== GOAL ==
Count the lines in the data below that contain the string "rotor", matching case exactly. Reply with the number alone.

— Begin THE INPUT —

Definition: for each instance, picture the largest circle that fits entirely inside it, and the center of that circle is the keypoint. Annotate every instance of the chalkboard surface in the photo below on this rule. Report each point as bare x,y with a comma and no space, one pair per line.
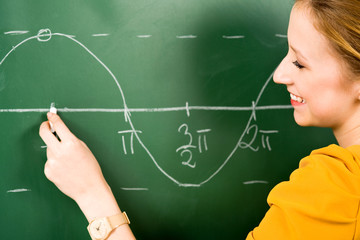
175,99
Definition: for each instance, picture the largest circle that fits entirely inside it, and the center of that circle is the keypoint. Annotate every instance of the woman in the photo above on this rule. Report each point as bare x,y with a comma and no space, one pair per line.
322,74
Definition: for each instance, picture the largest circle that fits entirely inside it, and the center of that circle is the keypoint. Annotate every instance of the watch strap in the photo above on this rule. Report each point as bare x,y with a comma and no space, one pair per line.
118,220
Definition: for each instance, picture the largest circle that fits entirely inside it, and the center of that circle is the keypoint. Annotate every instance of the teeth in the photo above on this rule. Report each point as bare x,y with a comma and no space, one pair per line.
296,98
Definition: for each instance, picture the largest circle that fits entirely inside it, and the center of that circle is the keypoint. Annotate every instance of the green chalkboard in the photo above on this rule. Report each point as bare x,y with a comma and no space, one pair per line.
174,97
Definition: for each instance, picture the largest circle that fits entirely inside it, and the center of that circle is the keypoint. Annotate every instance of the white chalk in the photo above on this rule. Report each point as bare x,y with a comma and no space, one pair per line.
52,110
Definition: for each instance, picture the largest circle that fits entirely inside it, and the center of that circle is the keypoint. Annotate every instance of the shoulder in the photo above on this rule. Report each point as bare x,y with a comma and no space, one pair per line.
326,178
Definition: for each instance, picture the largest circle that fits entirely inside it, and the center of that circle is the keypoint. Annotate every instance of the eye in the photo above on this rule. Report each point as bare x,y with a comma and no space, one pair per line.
298,65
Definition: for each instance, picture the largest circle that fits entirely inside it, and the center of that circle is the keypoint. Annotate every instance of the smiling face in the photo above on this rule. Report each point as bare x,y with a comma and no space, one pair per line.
320,91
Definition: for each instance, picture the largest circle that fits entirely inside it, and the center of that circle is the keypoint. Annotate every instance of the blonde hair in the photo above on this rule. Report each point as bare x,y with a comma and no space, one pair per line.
339,22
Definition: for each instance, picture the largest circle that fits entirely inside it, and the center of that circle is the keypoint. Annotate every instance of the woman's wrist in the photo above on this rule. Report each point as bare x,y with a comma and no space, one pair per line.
99,202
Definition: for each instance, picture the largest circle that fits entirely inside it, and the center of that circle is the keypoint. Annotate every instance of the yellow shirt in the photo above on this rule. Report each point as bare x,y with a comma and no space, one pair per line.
321,200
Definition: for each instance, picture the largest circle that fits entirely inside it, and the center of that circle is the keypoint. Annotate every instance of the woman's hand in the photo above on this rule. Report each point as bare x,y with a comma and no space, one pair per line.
74,170
70,165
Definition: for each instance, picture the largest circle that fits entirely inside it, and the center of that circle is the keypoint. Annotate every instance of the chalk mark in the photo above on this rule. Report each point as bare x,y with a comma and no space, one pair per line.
186,36
15,32
127,113
100,35
255,182
135,189
186,108
18,190
234,37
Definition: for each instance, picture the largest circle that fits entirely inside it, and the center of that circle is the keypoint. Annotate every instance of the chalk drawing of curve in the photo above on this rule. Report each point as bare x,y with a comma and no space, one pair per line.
46,34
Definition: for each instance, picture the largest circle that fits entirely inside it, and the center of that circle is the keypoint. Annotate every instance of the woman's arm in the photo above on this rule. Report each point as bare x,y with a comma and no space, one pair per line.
74,170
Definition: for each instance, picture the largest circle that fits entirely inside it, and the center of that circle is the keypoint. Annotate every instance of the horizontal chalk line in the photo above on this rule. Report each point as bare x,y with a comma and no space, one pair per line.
135,189
255,182
170,109
19,190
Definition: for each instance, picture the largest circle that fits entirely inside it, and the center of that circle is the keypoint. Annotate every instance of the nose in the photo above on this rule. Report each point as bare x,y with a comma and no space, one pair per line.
282,73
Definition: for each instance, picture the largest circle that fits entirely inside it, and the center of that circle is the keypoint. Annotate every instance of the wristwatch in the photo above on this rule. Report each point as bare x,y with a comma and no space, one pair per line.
100,228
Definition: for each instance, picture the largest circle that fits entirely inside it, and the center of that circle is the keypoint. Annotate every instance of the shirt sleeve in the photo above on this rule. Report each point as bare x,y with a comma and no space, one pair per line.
317,203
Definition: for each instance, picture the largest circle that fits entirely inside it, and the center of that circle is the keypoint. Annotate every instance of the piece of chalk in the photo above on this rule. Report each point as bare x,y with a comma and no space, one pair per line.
52,110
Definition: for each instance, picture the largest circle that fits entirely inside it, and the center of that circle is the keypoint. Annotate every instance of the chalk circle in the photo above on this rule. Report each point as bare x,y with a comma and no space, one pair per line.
44,35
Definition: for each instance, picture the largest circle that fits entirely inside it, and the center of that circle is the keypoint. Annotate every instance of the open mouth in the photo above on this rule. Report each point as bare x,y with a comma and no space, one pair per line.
297,98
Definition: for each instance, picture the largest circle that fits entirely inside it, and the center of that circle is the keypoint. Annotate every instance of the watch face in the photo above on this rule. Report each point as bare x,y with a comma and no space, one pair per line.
99,228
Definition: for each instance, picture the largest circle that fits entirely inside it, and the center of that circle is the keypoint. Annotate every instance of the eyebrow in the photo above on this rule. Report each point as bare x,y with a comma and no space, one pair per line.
298,53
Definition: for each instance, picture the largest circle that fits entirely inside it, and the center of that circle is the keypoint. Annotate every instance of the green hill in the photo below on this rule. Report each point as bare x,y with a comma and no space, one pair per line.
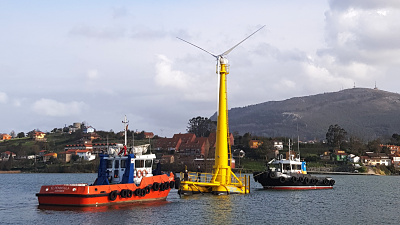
365,113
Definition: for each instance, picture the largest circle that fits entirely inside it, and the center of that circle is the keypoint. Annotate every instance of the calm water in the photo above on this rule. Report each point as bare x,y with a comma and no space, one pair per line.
354,200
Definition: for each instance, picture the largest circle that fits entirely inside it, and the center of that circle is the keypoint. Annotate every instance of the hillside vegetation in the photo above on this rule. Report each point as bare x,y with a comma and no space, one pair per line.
365,113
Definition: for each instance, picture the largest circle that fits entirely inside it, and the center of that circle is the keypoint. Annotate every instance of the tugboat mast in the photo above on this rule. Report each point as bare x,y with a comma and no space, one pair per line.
125,122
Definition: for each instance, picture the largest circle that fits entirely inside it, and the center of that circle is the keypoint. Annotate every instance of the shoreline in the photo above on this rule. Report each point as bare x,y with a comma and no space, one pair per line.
342,173
11,171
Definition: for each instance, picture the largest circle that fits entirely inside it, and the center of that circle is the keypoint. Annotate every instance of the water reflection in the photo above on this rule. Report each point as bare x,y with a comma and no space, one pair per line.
102,208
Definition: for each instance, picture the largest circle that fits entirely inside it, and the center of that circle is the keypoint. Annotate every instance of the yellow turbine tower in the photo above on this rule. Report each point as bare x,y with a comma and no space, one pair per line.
222,180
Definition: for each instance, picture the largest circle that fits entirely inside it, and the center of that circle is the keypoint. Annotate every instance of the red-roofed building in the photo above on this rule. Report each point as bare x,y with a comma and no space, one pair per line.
170,144
64,156
148,134
199,147
255,143
373,159
47,156
5,137
39,136
167,159
42,152
339,155
186,138
7,154
85,155
393,148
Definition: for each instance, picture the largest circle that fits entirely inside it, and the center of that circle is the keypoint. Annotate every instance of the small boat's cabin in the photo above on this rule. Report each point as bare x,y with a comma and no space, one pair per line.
291,165
126,168
142,167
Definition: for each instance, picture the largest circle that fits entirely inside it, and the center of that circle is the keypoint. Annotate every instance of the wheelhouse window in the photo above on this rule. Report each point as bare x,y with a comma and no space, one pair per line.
116,164
139,163
148,163
123,163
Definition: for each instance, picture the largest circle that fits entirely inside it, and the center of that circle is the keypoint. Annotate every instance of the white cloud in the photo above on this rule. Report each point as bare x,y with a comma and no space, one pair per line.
119,12
3,97
17,103
167,77
92,74
50,107
112,33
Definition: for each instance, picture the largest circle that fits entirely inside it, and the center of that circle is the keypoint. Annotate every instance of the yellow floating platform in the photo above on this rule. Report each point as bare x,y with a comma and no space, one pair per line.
198,183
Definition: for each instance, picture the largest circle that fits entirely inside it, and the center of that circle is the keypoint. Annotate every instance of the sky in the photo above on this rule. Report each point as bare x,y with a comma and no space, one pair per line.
97,61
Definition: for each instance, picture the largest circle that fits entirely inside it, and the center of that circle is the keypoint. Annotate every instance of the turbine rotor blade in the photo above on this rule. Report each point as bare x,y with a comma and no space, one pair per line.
198,47
227,52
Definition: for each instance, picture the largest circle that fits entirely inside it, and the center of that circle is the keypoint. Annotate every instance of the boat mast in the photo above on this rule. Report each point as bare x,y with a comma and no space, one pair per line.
125,122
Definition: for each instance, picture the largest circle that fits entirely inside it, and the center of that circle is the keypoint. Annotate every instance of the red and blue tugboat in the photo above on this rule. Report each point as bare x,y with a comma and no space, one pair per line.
122,177
290,174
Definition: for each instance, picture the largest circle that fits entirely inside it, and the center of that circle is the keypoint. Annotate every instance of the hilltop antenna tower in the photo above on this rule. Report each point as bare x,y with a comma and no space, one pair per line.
223,180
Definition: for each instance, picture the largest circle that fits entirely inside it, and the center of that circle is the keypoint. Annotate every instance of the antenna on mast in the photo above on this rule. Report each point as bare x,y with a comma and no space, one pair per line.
125,122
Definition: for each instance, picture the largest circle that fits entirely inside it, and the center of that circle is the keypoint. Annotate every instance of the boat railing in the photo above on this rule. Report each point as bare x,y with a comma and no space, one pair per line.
200,177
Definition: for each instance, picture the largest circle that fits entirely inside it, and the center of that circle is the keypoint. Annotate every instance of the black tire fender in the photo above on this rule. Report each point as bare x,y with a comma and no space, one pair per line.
156,186
138,191
113,195
129,193
147,189
172,184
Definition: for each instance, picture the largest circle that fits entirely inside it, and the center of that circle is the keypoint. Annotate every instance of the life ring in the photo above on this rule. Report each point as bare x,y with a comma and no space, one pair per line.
156,186
147,188
177,183
166,185
129,193
113,195
172,184
162,187
138,192
124,193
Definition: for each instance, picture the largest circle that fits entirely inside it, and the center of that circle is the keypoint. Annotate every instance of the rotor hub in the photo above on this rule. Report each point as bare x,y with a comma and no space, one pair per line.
223,61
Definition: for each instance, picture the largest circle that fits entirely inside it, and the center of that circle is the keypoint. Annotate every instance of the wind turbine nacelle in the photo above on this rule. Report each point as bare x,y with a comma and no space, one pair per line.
224,61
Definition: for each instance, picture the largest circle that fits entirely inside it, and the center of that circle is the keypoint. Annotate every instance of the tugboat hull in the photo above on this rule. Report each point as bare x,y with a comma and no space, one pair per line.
151,189
271,180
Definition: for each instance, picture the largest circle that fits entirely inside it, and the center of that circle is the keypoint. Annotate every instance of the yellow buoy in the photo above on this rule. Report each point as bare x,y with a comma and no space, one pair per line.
222,180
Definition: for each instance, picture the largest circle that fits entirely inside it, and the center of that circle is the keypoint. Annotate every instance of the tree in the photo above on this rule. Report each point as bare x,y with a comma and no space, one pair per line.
264,150
20,135
335,135
200,126
356,146
375,146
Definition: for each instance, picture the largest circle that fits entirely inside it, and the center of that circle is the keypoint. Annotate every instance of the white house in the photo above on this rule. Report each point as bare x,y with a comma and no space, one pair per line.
85,155
354,159
278,145
88,129
373,159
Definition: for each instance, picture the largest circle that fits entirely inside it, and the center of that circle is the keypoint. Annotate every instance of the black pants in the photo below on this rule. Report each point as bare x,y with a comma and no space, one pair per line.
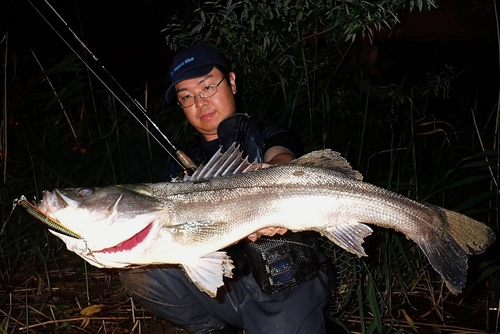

— End THE INPUT —

== RESPONSE TO THIS EXERCISE ==
2